_WRITTEN PROBLEM:_ In the supplied text, which store does the writer say has a website that sums up Peckham?

* start SUPPLIED TEXT *

Life is suddenly going very very quickly. Slow down, you bugger, say I, but does it listen? Does it arse.
I’ve got two very important weekends coming up. Next weekend I’m moving, leaving Peckham. To be perfectly honest, this can’t really come fast enough. At first I was fond of its no frills, Brixton-lite, urban grit, and I loved Khan’s Bargain Store – their website says it all really, Peckham to a tee – but now, after a few short months, I’ve had enough. Mostly I’ve had enough of trudging up greasy streets thick with McDonald’s packaging and coke cans. Oh, and people spitting, inches from my face. It happens all the time in Peckham. It’s like spitting is perceived as a social grace here. Animals.
Oh, and yesterday I was in Morrisons (I'm not proud), looking at the cheap DVDs (yeah, whatever) and this guy walked up and stood in front of me, his back inches from my face, totally blocking the DVD display. I laughed, in a disbelieving way. He turned to stare at me. He was large, taller than I am and and much more muscular. He already looked really offended. We had the following conversation:
Me: [gesturing] Excuse me. Cheers.
He says nothing and glares at me like I am a chicken and he is about to wring my neck.
Me: I was looking at the DVDs.
He glances at his friend who guffaws. He seriously looks like he is about to attack me.
Me: Are you alright?
Him: I was until I saw you.
Me: [sighing] I tell you what then, here's a suggestion: why don't you get out of my way, go somewhere far away with your retarded friend here and just have a long, hard think about why you're such an unspeakable cunt? Eh? Why don't you do that before you get hurt?
Him: [his expression changing to one of creeping fear and dawning realisation that he is in the presence of a superior being] OK, mate. Sorry. You've taught me a very valuable lesson about life. Thank you. Oh, and before I go, here, have a fiver.

* end SUPPLIED TEXT *
* start ENTRIES SUPPLIED *

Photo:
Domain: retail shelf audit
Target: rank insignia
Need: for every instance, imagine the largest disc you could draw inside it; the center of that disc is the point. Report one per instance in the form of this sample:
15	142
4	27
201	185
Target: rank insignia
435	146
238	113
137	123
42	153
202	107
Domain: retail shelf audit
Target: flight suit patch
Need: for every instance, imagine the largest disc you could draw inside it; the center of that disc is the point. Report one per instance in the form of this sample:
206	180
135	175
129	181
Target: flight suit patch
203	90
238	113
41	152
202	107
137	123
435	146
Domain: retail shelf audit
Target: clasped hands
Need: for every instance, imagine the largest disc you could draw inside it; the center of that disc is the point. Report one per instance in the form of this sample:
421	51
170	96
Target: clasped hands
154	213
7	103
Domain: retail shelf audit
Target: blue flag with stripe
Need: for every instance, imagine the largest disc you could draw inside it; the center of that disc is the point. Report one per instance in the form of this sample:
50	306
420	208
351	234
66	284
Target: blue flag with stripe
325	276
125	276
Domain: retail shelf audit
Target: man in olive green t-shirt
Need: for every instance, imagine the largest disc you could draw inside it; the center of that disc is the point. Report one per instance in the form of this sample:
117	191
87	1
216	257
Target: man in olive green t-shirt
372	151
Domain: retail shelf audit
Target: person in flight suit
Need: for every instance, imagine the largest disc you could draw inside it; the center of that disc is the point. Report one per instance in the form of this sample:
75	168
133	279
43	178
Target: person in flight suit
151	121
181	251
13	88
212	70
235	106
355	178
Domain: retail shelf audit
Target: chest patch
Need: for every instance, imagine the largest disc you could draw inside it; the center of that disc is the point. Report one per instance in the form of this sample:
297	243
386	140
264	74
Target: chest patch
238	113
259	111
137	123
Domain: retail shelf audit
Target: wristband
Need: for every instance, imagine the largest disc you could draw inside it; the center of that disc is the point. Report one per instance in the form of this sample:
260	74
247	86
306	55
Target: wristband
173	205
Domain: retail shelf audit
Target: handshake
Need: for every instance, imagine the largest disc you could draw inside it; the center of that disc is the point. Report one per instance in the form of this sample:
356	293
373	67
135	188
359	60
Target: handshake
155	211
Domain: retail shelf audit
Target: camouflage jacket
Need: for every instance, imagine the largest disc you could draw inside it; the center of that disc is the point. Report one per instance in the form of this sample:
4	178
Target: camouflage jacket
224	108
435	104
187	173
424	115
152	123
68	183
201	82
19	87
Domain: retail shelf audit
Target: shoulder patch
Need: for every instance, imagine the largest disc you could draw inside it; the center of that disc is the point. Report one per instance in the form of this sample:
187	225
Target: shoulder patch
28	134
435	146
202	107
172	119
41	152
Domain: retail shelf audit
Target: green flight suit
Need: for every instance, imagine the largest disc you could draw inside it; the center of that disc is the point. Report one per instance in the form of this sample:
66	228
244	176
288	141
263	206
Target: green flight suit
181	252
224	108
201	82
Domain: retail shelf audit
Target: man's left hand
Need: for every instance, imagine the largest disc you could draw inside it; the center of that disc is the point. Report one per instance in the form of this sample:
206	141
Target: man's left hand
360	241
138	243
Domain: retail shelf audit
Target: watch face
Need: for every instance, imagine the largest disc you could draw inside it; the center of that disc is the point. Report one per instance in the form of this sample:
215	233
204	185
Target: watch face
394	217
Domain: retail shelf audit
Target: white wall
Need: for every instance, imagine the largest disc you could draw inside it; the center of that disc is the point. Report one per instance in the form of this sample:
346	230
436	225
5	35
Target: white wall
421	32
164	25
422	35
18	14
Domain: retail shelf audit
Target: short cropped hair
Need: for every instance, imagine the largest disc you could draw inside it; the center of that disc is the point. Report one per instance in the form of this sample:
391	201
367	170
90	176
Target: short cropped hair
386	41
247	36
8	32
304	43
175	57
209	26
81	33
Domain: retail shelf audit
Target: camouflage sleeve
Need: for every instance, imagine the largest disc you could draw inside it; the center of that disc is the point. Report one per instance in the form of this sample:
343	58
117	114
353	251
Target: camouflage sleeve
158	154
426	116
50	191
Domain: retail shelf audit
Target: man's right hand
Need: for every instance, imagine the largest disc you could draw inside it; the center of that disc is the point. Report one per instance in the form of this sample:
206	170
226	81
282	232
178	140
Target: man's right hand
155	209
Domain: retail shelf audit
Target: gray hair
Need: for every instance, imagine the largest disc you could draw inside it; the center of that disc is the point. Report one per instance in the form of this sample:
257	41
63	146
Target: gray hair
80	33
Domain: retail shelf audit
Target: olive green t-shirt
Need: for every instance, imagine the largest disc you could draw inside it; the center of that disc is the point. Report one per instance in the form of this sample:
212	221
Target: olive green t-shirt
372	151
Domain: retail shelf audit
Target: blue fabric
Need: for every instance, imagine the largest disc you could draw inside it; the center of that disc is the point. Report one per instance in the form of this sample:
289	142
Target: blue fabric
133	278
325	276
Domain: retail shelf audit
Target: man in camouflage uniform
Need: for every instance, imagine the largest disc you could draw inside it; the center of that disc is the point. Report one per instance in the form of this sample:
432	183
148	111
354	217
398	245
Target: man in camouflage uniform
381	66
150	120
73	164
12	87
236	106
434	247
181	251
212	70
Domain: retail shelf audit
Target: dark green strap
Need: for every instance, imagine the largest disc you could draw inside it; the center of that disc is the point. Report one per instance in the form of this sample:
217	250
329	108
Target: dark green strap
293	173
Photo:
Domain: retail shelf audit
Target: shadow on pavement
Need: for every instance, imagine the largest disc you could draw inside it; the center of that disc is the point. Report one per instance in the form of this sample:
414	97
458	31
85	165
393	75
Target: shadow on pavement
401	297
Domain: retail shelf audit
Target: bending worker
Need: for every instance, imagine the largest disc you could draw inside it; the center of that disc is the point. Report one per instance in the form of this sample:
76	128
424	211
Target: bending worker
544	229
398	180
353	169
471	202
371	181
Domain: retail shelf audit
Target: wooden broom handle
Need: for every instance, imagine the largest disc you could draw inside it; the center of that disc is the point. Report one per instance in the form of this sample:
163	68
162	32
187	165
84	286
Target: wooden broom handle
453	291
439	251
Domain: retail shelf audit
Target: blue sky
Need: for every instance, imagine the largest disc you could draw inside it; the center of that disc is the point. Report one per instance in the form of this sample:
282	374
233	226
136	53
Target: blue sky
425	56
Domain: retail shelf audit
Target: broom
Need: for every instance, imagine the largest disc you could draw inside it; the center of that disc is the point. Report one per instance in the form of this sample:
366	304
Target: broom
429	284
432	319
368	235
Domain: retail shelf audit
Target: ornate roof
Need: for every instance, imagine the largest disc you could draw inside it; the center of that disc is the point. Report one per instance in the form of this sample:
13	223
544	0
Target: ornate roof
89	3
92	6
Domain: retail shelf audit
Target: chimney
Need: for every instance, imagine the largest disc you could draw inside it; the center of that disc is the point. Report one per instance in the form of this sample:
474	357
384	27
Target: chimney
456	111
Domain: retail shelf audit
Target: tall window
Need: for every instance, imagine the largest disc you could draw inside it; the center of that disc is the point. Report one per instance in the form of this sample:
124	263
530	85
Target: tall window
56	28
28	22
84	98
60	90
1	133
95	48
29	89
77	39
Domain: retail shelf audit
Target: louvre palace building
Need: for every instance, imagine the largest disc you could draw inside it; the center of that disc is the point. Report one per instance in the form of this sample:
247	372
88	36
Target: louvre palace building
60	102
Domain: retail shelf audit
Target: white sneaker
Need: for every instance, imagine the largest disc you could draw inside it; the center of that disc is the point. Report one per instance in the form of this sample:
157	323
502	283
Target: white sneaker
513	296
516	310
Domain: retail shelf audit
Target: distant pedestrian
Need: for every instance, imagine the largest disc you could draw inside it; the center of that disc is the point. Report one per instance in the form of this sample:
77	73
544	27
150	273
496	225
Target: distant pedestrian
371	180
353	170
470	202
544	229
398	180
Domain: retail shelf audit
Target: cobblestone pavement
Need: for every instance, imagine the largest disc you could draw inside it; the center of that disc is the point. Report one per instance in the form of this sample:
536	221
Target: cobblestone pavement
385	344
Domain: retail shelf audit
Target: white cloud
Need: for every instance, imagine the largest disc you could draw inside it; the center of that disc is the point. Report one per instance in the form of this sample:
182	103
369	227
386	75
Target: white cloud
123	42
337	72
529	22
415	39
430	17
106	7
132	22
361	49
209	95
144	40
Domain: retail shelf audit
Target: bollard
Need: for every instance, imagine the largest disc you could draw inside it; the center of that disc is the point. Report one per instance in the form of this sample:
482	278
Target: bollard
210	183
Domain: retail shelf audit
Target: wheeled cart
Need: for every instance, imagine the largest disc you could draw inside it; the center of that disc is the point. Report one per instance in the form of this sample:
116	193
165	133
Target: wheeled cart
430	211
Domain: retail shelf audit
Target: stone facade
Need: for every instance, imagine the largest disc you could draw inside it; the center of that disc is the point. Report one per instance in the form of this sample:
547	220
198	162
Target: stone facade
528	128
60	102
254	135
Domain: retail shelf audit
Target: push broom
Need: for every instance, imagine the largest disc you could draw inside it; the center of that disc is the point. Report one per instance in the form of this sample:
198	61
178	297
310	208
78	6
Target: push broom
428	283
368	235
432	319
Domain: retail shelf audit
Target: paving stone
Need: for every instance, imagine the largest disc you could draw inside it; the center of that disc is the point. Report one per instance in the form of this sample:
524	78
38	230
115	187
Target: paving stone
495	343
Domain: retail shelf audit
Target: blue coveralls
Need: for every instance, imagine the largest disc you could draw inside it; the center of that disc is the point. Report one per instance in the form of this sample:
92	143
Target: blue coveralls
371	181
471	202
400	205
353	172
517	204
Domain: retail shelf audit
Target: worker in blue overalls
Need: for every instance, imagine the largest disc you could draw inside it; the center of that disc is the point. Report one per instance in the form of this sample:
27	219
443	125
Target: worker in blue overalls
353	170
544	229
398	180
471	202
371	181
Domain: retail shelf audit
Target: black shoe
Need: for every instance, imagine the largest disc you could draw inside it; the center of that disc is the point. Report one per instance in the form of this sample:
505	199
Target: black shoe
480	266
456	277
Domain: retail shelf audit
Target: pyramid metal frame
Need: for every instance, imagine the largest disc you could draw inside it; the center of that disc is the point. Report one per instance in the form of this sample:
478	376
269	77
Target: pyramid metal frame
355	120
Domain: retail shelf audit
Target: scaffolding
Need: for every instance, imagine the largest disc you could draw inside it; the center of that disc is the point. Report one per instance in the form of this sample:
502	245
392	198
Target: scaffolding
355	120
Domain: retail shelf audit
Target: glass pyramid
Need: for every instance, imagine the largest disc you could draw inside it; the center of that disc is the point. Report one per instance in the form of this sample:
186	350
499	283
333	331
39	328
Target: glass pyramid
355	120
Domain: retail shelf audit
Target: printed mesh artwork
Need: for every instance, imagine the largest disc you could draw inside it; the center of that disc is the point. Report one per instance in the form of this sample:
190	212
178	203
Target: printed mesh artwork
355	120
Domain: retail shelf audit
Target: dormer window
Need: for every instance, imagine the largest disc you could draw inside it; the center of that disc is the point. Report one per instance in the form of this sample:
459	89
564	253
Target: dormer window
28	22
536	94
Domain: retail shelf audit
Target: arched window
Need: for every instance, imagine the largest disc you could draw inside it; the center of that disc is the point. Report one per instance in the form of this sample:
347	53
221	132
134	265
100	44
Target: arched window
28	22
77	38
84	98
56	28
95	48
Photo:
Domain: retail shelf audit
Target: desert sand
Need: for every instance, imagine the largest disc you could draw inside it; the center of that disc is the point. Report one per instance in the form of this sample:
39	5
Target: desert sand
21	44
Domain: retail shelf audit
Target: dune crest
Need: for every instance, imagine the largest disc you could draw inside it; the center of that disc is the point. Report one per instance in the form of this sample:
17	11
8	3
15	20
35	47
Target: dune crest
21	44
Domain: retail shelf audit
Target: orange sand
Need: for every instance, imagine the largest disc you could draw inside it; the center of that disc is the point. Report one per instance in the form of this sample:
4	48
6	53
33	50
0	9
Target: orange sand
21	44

* end ENTRIES SUPPLIED *

_ANSWER TO THE PROBLEM:_ Khan's Bargain Store